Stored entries
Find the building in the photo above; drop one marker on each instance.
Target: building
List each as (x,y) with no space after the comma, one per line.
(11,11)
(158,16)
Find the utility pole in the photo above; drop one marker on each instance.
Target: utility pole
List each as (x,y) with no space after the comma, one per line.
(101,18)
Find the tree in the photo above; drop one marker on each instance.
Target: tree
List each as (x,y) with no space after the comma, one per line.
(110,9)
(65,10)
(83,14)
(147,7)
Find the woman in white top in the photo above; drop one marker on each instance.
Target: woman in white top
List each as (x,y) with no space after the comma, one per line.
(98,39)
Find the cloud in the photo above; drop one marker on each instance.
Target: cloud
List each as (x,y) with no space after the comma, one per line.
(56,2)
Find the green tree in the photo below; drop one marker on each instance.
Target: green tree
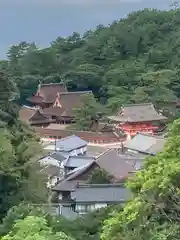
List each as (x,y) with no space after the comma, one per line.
(19,171)
(33,227)
(154,211)
(20,212)
(100,176)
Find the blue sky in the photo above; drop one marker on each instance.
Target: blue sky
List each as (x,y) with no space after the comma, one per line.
(42,21)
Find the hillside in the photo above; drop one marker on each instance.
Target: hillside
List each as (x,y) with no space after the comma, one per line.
(133,60)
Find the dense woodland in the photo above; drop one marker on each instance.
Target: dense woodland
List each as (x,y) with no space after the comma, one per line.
(133,60)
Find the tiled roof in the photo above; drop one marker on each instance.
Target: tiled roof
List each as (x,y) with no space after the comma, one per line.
(146,143)
(118,165)
(58,156)
(137,113)
(68,183)
(70,143)
(51,170)
(82,134)
(101,193)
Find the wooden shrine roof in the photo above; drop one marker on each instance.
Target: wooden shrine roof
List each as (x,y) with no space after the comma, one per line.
(137,113)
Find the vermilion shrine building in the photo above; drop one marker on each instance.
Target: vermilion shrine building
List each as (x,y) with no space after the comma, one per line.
(51,111)
(134,118)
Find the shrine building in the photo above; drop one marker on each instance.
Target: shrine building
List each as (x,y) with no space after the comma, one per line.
(135,118)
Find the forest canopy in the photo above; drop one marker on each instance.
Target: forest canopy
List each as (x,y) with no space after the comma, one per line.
(135,59)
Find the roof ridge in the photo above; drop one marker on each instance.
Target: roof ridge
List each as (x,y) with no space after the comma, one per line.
(50,84)
(137,104)
(86,185)
(104,153)
(149,135)
(32,108)
(70,137)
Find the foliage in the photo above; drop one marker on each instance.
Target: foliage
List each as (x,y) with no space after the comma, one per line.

### Goal of the exercise
Where in the records does the string "woodland" appear? Copy every line that has it.

### Task solution
Find the dense woodland in the photo above; drop one marker on each instance.
Target: dense woodland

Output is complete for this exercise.